>> Start

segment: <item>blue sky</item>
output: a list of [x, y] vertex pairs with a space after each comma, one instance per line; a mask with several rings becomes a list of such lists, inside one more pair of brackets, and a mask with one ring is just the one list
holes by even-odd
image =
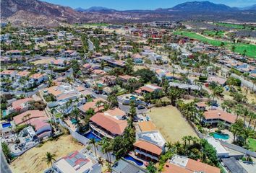
[[[170, 8], [176, 4], [193, 0], [42, 0], [44, 1], [68, 6], [72, 8], [87, 9], [93, 6], [110, 9], [155, 9]], [[200, 1], [200, 0], [197, 0]], [[209, 0], [216, 4], [223, 4], [230, 6], [244, 7], [256, 4], [256, 0]]]

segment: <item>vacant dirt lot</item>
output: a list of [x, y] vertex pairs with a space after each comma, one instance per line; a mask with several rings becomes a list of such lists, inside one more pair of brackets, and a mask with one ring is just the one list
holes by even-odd
[[181, 141], [184, 136], [197, 136], [175, 107], [153, 107], [150, 110], [149, 115], [166, 141]]
[[69, 135], [61, 136], [56, 141], [48, 141], [41, 147], [35, 147], [23, 155], [14, 160], [10, 165], [13, 173], [34, 173], [43, 172], [43, 171], [51, 165], [47, 165], [42, 158], [46, 156], [46, 152], [55, 154], [55, 159], [74, 151], [85, 148], [81, 143], [74, 141], [72, 137]]

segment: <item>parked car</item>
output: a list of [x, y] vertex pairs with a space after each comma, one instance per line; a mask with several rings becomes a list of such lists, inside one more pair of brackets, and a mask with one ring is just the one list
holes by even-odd
[[138, 105], [137, 108], [138, 108], [138, 110], [143, 110], [145, 107], [145, 106], [142, 106], [142, 105]]

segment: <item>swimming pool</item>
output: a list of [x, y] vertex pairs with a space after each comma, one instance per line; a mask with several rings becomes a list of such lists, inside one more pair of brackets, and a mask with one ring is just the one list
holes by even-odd
[[133, 96], [133, 95], [131, 95], [130, 99], [132, 99], [132, 100], [135, 100], [135, 99], [136, 99], [136, 97], [135, 97], [135, 96]]
[[141, 161], [139, 161], [137, 159], [135, 159], [135, 158], [133, 158], [131, 156], [126, 156], [124, 157], [125, 159], [127, 160], [129, 160], [129, 161], [132, 161], [133, 162], [135, 162], [135, 164], [137, 164], [138, 166], [142, 166], [143, 165], [143, 162]]
[[7, 110], [3, 110], [3, 117], [7, 116]]
[[25, 138], [25, 141], [26, 142], [29, 142], [29, 141], [30, 141], [30, 138]]
[[70, 121], [71, 121], [71, 123], [72, 124], [77, 124], [77, 120], [75, 119], [74, 119], [74, 118], [71, 119]]
[[227, 139], [229, 138], [229, 135], [214, 133], [213, 133], [213, 138], [220, 138], [220, 139], [227, 140]]
[[101, 138], [93, 134], [93, 132], [88, 132], [88, 133], [85, 134], [84, 136], [88, 139], [94, 138], [96, 142], [99, 142], [101, 141]]
[[9, 126], [11, 126], [11, 123], [8, 122], [8, 123], [4, 123], [1, 124], [1, 126], [4, 128], [9, 128]]

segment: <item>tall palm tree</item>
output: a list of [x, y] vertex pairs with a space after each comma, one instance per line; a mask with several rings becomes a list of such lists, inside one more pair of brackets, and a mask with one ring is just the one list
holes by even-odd
[[95, 156], [97, 156], [97, 153], [96, 153], [96, 148], [97, 148], [97, 141], [95, 138], [91, 138], [89, 145], [93, 145], [94, 147], [94, 152], [95, 154]]
[[98, 112], [100, 110], [100, 107], [101, 106], [102, 106], [102, 105], [104, 103], [103, 101], [102, 100], [98, 100], [95, 103], [95, 107], [97, 107], [98, 108]]
[[30, 113], [27, 114], [27, 115], [26, 115], [26, 117], [27, 117], [27, 119], [30, 121], [30, 125], [31, 125], [30, 116], [31, 116], [31, 114], [30, 114]]
[[168, 142], [166, 143], [166, 146], [168, 151], [169, 151], [169, 150], [171, 150], [171, 148], [173, 147], [173, 145], [172, 145], [171, 142], [168, 141]]
[[238, 104], [236, 107], [235, 112], [236, 114], [236, 121], [238, 120], [238, 116], [242, 113], [243, 105]]
[[50, 152], [47, 152], [46, 157], [43, 157], [42, 160], [46, 161], [47, 165], [49, 165], [51, 164], [51, 167], [52, 167], [53, 161], [56, 161], [54, 158], [55, 156], [55, 154], [51, 154]]
[[187, 147], [187, 136], [184, 136], [182, 137], [182, 141], [184, 141], [184, 148]]
[[244, 115], [244, 124], [245, 125], [245, 119], [246, 119], [246, 117], [248, 116], [249, 115], [249, 110], [247, 107], [244, 107], [243, 109], [243, 115]]
[[98, 163], [99, 164], [101, 164], [101, 167], [103, 167], [103, 165], [104, 165], [104, 159], [102, 159], [102, 157], [98, 157]]
[[252, 120], [256, 118], [256, 113], [253, 112], [252, 111], [249, 111], [248, 115], [249, 117], [249, 120], [248, 124], [248, 128], [249, 128], [252, 123]]

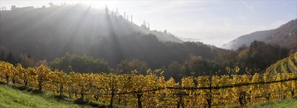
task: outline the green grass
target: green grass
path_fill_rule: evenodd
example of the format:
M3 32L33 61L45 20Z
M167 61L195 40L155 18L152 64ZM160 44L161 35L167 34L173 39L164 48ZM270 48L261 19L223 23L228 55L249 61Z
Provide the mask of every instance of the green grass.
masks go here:
M297 99L287 99L275 102L264 102L248 108L297 108Z
M30 87L0 84L0 108L93 108L75 104L72 99L61 99L57 94L36 91Z
M223 107L222 108L240 108L239 106L230 106ZM267 102L260 103L258 104L248 106L248 108L297 108L297 99L289 100L283 100L281 101Z

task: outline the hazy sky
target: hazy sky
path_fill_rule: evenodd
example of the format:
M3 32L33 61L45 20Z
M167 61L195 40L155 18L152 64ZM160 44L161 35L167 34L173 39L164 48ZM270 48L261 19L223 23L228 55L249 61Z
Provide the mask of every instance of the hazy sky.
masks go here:
M77 3L79 1L0 0L0 6L49 7L50 2ZM151 30L167 29L177 36L201 39L221 47L241 35L276 28L297 18L297 0L264 1L83 1L95 8L118 7L140 26L149 23Z

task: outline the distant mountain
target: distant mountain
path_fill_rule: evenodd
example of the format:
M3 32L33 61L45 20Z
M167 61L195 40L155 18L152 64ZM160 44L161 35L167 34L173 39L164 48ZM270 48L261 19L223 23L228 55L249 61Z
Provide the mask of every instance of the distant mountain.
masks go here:
M193 38L184 38L184 37L179 37L179 36L176 36L176 37L178 38L179 39L180 39L180 40L184 41L184 42L187 42L187 41L189 41L189 42L198 42L198 41L201 41L201 39L193 39Z
M297 19L292 20L274 29L259 31L239 37L221 48L236 50L242 45L249 45L254 40L279 44L297 50Z
M87 54L104 59L112 68L125 59L144 60L156 69L192 54L215 58L217 48L183 42L166 30L150 30L107 11L79 4L0 11L0 51L48 62L67 52Z

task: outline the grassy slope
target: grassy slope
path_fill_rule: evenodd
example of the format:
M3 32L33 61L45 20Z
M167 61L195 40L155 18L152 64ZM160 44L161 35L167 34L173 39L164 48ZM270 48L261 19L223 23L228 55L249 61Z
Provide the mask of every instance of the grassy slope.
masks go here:
M261 103L248 108L297 108L297 99Z
M92 108L71 100L60 100L52 94L38 94L0 84L0 108Z
M222 108L240 108L239 106L230 106L222 107ZM292 100L284 100L281 101L277 102L266 102L260 103L258 104L248 106L248 108L297 108L297 99Z

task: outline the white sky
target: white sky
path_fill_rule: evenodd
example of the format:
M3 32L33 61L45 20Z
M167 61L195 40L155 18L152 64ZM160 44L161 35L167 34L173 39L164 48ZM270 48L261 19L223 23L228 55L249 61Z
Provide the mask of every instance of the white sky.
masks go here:
M0 0L0 6L49 7L50 2L74 3L73 0ZM118 7L140 26L146 20L151 30L167 29L177 36L201 39L220 47L237 37L259 30L276 28L297 18L297 0L265 1L83 1L95 8L107 4Z

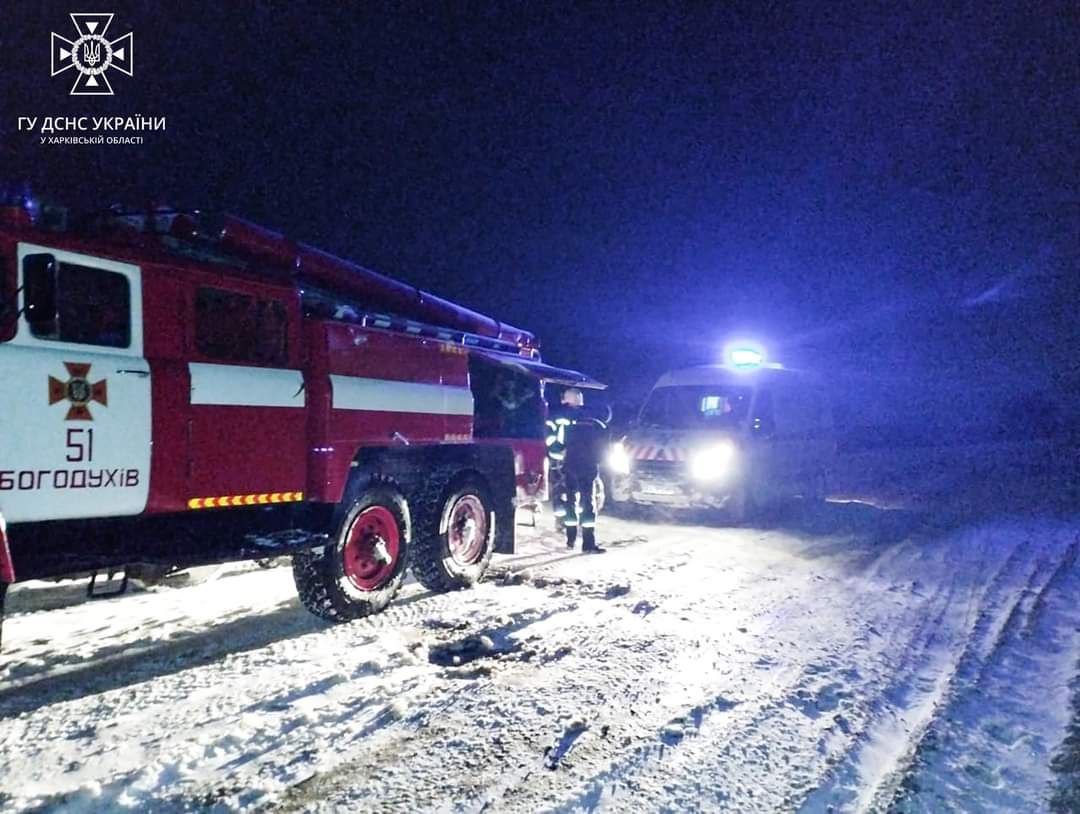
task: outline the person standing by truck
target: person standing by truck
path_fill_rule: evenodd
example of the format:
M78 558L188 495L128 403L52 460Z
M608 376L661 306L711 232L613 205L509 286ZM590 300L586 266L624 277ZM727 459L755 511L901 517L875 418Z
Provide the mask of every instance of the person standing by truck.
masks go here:
M552 462L555 517L566 529L566 547L573 548L581 528L581 551L603 554L596 544L593 481L599 472L605 423L585 409L577 388L563 391L546 421L544 443Z

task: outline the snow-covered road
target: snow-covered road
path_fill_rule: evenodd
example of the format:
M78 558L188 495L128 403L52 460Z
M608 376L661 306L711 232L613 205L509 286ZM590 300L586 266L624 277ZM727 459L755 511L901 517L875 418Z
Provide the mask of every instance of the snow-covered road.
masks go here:
M287 567L108 601L15 591L0 809L1028 811L1059 792L1077 523L605 518L604 556L521 531L476 589L410 584L346 626L300 608Z

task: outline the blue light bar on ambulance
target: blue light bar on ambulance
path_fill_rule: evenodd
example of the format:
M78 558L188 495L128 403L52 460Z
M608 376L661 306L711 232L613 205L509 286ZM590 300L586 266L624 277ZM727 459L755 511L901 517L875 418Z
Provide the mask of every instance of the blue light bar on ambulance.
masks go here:
M727 351L728 364L741 370L761 367L765 364L765 351L752 345L732 345Z

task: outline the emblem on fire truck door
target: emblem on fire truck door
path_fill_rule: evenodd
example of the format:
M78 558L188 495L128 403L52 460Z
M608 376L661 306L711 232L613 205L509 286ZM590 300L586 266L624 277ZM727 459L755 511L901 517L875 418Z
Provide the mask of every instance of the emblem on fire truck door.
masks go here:
M93 421L90 403L97 402L103 407L109 406L108 383L102 379L91 384L90 365L65 362L64 367L68 371L67 381L60 381L54 376L49 377L50 406L66 401L70 407L64 417L65 421Z

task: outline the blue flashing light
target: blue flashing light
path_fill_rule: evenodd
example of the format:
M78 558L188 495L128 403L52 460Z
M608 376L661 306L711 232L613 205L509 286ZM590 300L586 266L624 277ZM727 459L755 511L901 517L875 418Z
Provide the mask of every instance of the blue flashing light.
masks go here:
M740 370L750 370L765 365L765 351L760 348L734 345L728 349L728 364Z

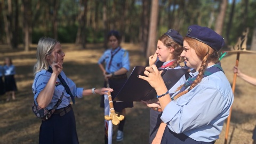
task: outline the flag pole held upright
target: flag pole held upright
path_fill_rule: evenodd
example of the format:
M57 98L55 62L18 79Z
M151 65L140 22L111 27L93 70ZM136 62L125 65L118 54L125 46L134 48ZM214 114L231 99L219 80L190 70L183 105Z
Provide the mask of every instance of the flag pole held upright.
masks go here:
M109 87L108 82L107 82L107 87ZM124 119L124 116L123 115L118 116L118 114L115 113L113 101L112 101L112 97L111 96L111 92L109 91L108 91L108 95L110 114L109 115L105 115L105 118L107 121L112 121L112 123L116 125L120 123L121 121L123 121Z
M236 67L238 66L239 56L240 56L240 53L237 52L237 55L236 55ZM234 73L234 77L233 77L233 84L232 85L232 91L233 92L233 93L235 93L235 87L236 87L236 76L237 76L237 73ZM225 141L224 142L225 144L227 144L227 142L228 142L228 130L229 129L229 123L230 123L230 122L231 110L232 110L232 107L230 107L230 110L229 111L229 115L228 117L228 119L227 119L227 127L226 129L226 133L225 133Z

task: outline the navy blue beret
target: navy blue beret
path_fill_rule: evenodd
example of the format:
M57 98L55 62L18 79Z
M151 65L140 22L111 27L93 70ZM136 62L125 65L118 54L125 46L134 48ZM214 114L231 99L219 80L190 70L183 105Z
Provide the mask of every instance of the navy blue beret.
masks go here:
M216 51L225 45L224 38L213 30L206 27L191 25L188 28L187 36L203 42Z
M177 31L170 29L164 34L171 37L178 44L183 46L183 37Z

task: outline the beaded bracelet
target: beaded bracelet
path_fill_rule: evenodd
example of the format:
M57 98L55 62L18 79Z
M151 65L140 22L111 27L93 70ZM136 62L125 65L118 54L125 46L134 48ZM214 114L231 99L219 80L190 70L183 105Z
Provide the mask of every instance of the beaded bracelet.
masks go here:
M95 89L95 88L92 88L92 94L95 94L95 89Z
M157 99L158 99L158 98L160 98L161 97L163 97L163 96L164 96L164 95L166 95L166 94L169 94L169 91L167 91L166 93L164 93L164 94L162 94L162 95L157 95L157 96L156 96L156 98L157 98Z

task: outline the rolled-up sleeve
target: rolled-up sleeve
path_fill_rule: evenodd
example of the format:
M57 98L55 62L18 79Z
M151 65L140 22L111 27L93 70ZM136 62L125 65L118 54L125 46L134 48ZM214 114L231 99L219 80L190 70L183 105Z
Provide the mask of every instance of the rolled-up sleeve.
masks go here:
M198 85L176 101L171 101L161 119L177 133L207 125L225 108L223 97L216 89Z

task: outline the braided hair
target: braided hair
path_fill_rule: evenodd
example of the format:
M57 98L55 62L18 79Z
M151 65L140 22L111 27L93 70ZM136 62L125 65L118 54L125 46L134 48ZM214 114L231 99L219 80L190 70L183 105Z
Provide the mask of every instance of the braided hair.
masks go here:
M219 62L219 55L218 52L210 47L208 45L188 37L184 37L184 41L186 41L188 43L188 44L191 49L195 50L196 55L198 57L200 60L202 60L202 63L198 69L198 75L196 79L193 82L190 87L188 90L186 90L174 96L174 100L188 92L201 82L203 77L204 71L207 68L209 62L214 62L214 63L217 63ZM176 91L180 90L182 86L183 85L178 87Z
M184 61L180 57L180 54L183 51L183 45L179 45L165 34L162 35L158 38L158 40L161 41L167 47L170 48L171 47L174 49L172 52L172 57L175 60L175 61L173 64L169 66L170 68L174 68L180 63L182 62L182 60Z

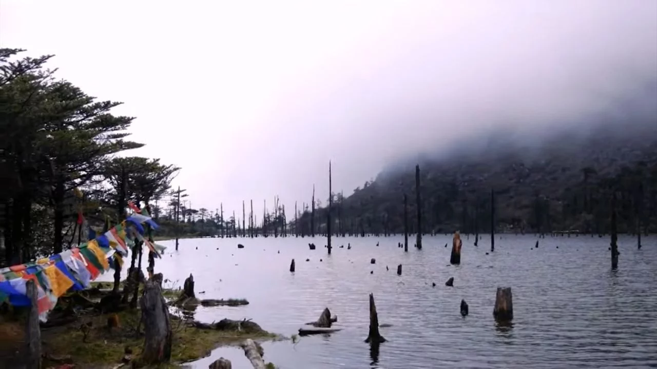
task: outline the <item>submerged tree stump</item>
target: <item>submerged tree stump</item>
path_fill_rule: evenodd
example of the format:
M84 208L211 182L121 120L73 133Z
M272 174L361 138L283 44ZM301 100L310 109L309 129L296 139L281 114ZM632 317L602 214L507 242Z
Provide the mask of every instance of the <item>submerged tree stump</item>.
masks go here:
M171 360L171 321L166 301L156 282L146 282L141 305L145 336L141 362L146 365L168 362Z
M468 315L468 303L465 300L461 300L461 315L463 316Z
M28 322L26 326L25 340L28 344L28 355L25 367L27 369L41 369L41 328L39 327L37 286L34 280L30 280L26 283L26 290L28 297L30 298L32 303L32 306L28 310Z
M452 253L449 257L449 263L452 265L461 264L461 247L463 242L461 240L461 234L459 231L454 232L454 238L452 240Z
M370 293L370 328L365 342L376 344L385 341L386 339L378 332L378 315L376 314L376 305L374 303L374 294Z
M193 299L196 297L194 293L194 276L191 273L185 280L185 283L183 284L183 294L189 299Z
M511 295L510 287L497 288L493 316L495 316L495 320L500 322L506 322L513 319L513 299Z
M240 344L240 347L244 351L244 356L251 362L251 365L254 369L266 369L265 360L262 359L263 355L262 347L256 343L250 338L246 339Z
M227 358L220 357L210 364L208 368L208 369L233 369L233 364L231 363L231 360Z

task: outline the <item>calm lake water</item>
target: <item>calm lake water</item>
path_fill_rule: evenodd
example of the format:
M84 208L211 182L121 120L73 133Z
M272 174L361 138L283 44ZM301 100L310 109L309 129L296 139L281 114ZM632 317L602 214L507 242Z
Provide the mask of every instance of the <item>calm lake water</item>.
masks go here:
M156 271L176 286L193 273L200 298L250 303L199 307L195 318L202 321L252 318L289 337L328 307L342 332L263 344L265 360L281 368L657 367L657 237L644 238L638 250L635 239L622 236L616 271L608 237L547 237L535 249L534 236L503 234L486 255L489 236L478 247L464 236L457 267L449 263L451 236L425 237L421 251L407 253L397 247L403 238L334 238L330 256L319 237L181 240L177 252L173 242L162 242L168 248ZM452 276L454 287L446 287ZM511 327L493 318L498 286L512 288ZM371 292L380 324L392 324L380 329L388 341L378 355L364 342ZM461 299L470 305L465 318ZM220 357L235 369L251 368L232 347L190 366L206 368Z

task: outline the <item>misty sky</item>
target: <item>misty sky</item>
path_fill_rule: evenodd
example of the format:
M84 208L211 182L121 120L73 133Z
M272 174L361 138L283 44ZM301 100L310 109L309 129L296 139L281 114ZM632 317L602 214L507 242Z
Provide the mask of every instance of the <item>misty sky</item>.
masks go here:
M313 183L328 198L329 160L346 196L392 160L636 93L657 1L0 0L0 45L124 102L147 144L128 154L181 167L193 207L278 194L289 219Z

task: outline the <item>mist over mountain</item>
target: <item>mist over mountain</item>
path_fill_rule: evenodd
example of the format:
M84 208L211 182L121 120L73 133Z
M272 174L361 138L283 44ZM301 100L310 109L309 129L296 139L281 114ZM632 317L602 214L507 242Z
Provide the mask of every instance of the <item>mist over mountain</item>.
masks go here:
M637 219L641 229L657 230L657 83L642 93L579 120L473 133L390 163L373 181L338 196L334 228L403 232L404 194L417 227L419 164L426 232L489 230L491 191L498 230L607 232L612 191L622 232L635 231ZM325 211L316 211L319 230ZM300 227L309 227L310 217Z

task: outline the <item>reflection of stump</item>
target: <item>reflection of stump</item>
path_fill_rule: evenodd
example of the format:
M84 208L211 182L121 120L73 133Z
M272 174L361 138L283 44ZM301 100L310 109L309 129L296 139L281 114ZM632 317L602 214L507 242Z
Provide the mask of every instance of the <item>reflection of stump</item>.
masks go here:
M141 354L143 362L145 364L168 362L171 359L171 322L166 301L157 282L152 280L146 282L141 302L145 336Z
M497 288L493 316L499 321L508 321L513 319L513 299L511 296L510 287Z
M374 303L374 294L370 293L370 329L365 342L380 343L386 339L378 332L378 315L376 315L376 305Z
M251 362L254 369L265 369L267 368L265 366L265 360L262 359L263 354L262 347L260 347L253 339L247 339L240 343L240 346L244 349L244 356Z
M454 232L454 239L452 240L452 253L449 257L449 263L459 265L461 264L461 247L463 243L461 240L461 234L459 231Z
M189 298L196 297L196 295L194 293L194 276L189 274L189 276L185 280L185 283L183 284L183 293L185 294Z
M231 360L223 357L219 358L214 362L210 364L209 369L233 369L233 364Z

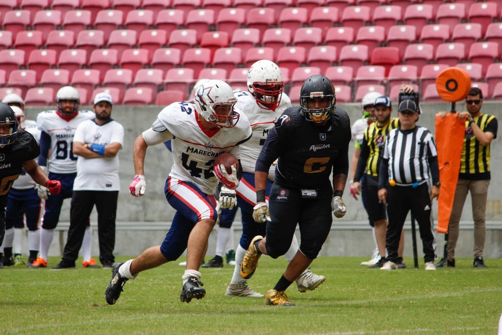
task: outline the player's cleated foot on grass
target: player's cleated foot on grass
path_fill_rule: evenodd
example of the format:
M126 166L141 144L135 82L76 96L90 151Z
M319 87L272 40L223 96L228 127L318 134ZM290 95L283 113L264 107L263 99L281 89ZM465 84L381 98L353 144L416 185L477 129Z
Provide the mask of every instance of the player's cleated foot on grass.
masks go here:
M255 236L251 241L249 246L247 248L247 251L244 255L242 259L242 262L241 264L240 273L241 276L245 279L248 279L253 276L256 270L256 267L258 266L258 259L261 256L261 253L258 253L258 250L255 246L255 243L257 241L263 239L263 236Z
M117 300L120 297L120 293L124 291L123 288L126 282L129 280L122 277L118 273L118 268L123 263L118 262L114 264L112 267L112 280L110 281L110 283L105 291L105 298L109 305L113 305L117 302Z
M202 282L195 277L190 277L188 278L188 281L183 284L183 287L181 288L180 300L182 302L186 302L188 303L194 298L197 299L202 299L206 296L206 290L200 287L204 285Z
M227 288L225 295L231 297L248 297L249 298L262 298L264 296L253 291L247 284L247 281L231 283Z
M326 277L313 273L309 268L304 271L295 281L296 282L298 291L304 293L308 291L314 291L325 280Z
M288 296L284 291L271 290L267 292L265 298L265 304L271 306L296 306L296 304L288 300Z

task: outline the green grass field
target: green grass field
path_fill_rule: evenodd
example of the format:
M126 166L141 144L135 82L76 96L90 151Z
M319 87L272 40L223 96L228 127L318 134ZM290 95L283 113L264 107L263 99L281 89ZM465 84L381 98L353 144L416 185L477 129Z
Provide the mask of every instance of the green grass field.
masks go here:
M119 257L123 261L126 257ZM59 258L52 257L49 266ZM7 334L496 334L502 312L502 259L486 269L457 259L455 268L391 272L359 265L360 257L319 257L312 270L327 277L313 292L286 291L298 306L266 306L264 298L224 295L232 267L202 269L205 298L180 301L178 261L129 280L108 306L110 270L0 270L0 333ZM182 259L180 259L182 260ZM284 259L262 257L250 286L265 294Z

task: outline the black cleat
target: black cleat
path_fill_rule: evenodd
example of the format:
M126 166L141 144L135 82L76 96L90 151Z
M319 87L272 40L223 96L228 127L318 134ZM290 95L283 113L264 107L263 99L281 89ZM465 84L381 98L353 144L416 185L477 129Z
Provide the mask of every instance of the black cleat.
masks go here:
M202 282L199 281L195 277L190 277L188 278L188 281L183 284L180 300L182 302L186 301L188 303L194 298L197 299L202 299L206 296L206 290L200 287L204 285Z
M109 305L113 305L117 302L120 297L120 293L123 292L122 288L126 282L129 279L124 278L118 273L118 268L123 263L118 262L113 265L112 267L112 280L105 291L105 298L106 302Z

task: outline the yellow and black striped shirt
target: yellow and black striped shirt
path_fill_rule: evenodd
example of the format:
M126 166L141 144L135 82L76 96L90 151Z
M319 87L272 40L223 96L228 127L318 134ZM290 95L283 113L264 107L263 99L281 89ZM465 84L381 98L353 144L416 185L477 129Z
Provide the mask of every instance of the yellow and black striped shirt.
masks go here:
M482 114L474 117L474 122L483 132L489 131L497 137L498 123L493 115ZM481 145L472 132L472 129L466 123L464 147L460 159L460 174L462 179L480 180L490 179L490 146Z

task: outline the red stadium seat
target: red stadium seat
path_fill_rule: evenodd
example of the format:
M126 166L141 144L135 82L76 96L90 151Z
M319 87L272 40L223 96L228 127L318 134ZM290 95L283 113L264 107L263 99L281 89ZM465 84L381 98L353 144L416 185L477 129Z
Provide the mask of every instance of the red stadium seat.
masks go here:
M87 64L87 52L84 49L68 49L59 54L59 68L72 73Z
M42 78L42 73L51 67L56 66L57 53L50 49L35 49L30 53L27 63L31 70L37 73L37 81Z
M78 9L66 12L63 19L65 30L71 30L76 35L90 27L93 21L90 11Z
M181 52L179 49L163 48L157 49L152 58L152 66L154 68L167 72L173 67L181 63Z

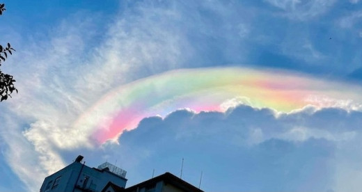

>> End

> [Job] Return every line of the entries verbatim, from the line containing "task: outline the yellow" through the end of the entries, inclusive, and leave the pictures out.

> [Response to this exercise]
task: outline the yellow and black striped shirt
target: yellow and black striped shirt
path_fill_rule: evenodd
example of the format:
M126 166L141 144L135 82L76 96L90 151Z
M319 87L272 40L223 96L228 127L318 134ZM290 95L283 113L264 107L263 99L281 89ZM465 84L381 98L353 144L416 185L477 129Z
Provide the mask of every instance of the yellow and black striped shirt.
masks go here:
M482 114L474 117L474 122L483 132L489 131L497 137L498 123L493 115ZM481 145L472 132L472 129L466 123L464 147L460 159L460 174L462 179L480 180L490 179L490 146Z

task: outline the red stadium seat
target: red stadium seat
path_fill_rule: evenodd
example of the format:
M126 166L141 144L135 82L76 96L90 151Z
M319 87L272 40L223 96L228 127L318 134ZM290 95L283 113L264 107L263 99L281 89ZM465 84L381 98L353 144L416 185L477 129Z
Provide the mask of every instance of the red stadium seat.
masks go here:
M87 64L87 52L84 49L68 49L59 54L59 68L72 73Z
M42 78L42 73L51 67L56 66L57 53L50 49L35 49L30 53L27 63L31 70L37 73L37 81Z
M78 9L66 12L63 19L65 30L71 30L76 35L90 27L93 21L90 11Z
M181 52L179 49L163 48L157 49L152 58L152 66L154 68L167 72L173 67L181 63Z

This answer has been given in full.